WHAT YOU WILL DO:
• a. Decide whether each statement agrees with the project summary below, answering yes or no and quoting the words of the summary that settle it: (i) the poster extends the approach to Pseudomonas putida; (ii) Michaelis-Menten kinetics are approximated through a Bayesian inference model; (iii) the method was applied to estimate sensitivities in bacterial metabolism.
• b. Write out the part of the project summary below exactly, starting at "1University of Washington;" and ending at "the genome scale.".

##### TEXT EXCERPT

Genomic Science Program
U.S. Department of Energy | Office of Science | Biological and Environmental Research Program

Multiomics-Driven Microbial Model Optimization

Authors:

Janis Shin (jshin1@uw.edu)1*, Herbert M. Sauro1, Jeremy Zucker2, and James Carothers1

Institutions:

1University of Washington; and 2Pacific Northwest National Laboratory

URLs:

Goals

The project’s goal is to create genome-scale models of endogenous metabolic pathways and develop metabolic sensitivity maps to identify reactions that dominate the control of flux. Specifically, the teamaims to gain insight into the regulatory mechanisms within pathways and predict outcomes of metabolic interventions at the genome scale.

Abstract

Biomanufacturing poses a sustainable approach to wean humanity’s reliance on petrochemical-derived commodity products. Despite the advent of omics data and genome-scale models, there is no straightforward process for integrating all this data to design biochemical pathways that produce chemicals at an industrial scale. To understand and engineer metabolism, researchers must identify which enzymes exert the most influence on metabolite concentrations and fluxes through the biochemical pathway. Theoretical work also suggests that the cast of enzymes exerting control over the pathway changes under different growth conditions. To identify these influential enzymes, steady state enzyme perturbation data is used within a genome-scale context containing multiple metabolic engineering interventions. Researchers approximate Michaelis-Menten kinetics near the reference steady state through a lin-log model and supply these calculations to a Bayesian inference model. The inference model estimates each reaction’s influence on the metabolic pathway and thus provides metabolic intervention targets for improving bioproduction titers and rates. This method was successfully applied to estimate sensitivities in yeast metabolism (St. John et al. 2019; McNaughton et al. 2021). This poster will present the extension of this approach to Pseudomonas putida.

##########
##### DATA SHOWN

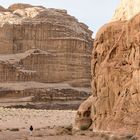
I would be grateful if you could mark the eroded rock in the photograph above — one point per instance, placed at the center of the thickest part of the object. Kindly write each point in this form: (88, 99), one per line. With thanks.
(45, 45)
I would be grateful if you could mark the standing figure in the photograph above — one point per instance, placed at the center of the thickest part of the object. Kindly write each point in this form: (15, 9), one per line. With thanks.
(31, 130)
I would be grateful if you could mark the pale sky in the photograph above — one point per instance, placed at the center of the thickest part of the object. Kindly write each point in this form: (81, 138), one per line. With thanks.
(94, 13)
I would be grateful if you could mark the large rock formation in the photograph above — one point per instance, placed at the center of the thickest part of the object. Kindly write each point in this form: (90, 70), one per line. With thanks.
(43, 45)
(115, 78)
(126, 10)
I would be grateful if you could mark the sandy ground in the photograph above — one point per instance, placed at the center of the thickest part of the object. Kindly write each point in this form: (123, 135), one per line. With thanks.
(23, 118)
(48, 125)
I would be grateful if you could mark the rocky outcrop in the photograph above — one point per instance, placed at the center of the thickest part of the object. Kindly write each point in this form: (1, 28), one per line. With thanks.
(116, 78)
(115, 72)
(44, 45)
(126, 10)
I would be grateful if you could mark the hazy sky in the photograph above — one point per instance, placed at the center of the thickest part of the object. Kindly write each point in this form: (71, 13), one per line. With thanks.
(94, 13)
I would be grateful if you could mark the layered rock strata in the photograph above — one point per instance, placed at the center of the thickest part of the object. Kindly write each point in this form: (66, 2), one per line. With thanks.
(43, 45)
(126, 10)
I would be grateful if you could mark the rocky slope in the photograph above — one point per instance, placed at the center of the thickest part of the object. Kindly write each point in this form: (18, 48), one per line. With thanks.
(43, 45)
(115, 83)
(126, 10)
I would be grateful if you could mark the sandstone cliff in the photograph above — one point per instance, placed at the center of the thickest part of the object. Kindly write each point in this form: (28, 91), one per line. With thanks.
(115, 79)
(126, 10)
(44, 45)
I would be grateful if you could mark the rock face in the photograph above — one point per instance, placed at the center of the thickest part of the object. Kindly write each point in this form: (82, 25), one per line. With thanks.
(126, 10)
(44, 45)
(116, 78)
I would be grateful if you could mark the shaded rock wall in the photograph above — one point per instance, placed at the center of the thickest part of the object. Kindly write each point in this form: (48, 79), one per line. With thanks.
(126, 10)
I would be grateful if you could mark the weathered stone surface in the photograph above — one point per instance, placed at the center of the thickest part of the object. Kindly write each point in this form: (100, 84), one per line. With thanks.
(126, 10)
(44, 45)
(116, 76)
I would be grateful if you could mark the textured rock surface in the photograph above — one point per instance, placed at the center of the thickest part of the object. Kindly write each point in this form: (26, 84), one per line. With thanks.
(126, 10)
(44, 45)
(116, 77)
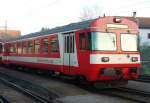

##########

EXPECTED RESULTS:
• a.
(i) Yes: "This poster will present the extension of this approach to Pseudomonas putida."
(ii) No: "Researchers approximate Michaelis-Menten kinetics near the reference steady state through a lin-log model"
(iii) No: "This method was successfully applied to estimate sensitivities in yeast metabolism"

• b.
1University of Washington; and 2Pacific Northwest National Laboratory

URLs:

Goals

The project’s goal is to create genome-scale models of endogenous metabolic pathways and develop metabolic sensitivity maps to identify reactions that dominate the control of flux. Specifically, the teamaims to gain insight into the regulatory mechanisms within pathways and predict outcomes of metabolic interventions at the genome scale.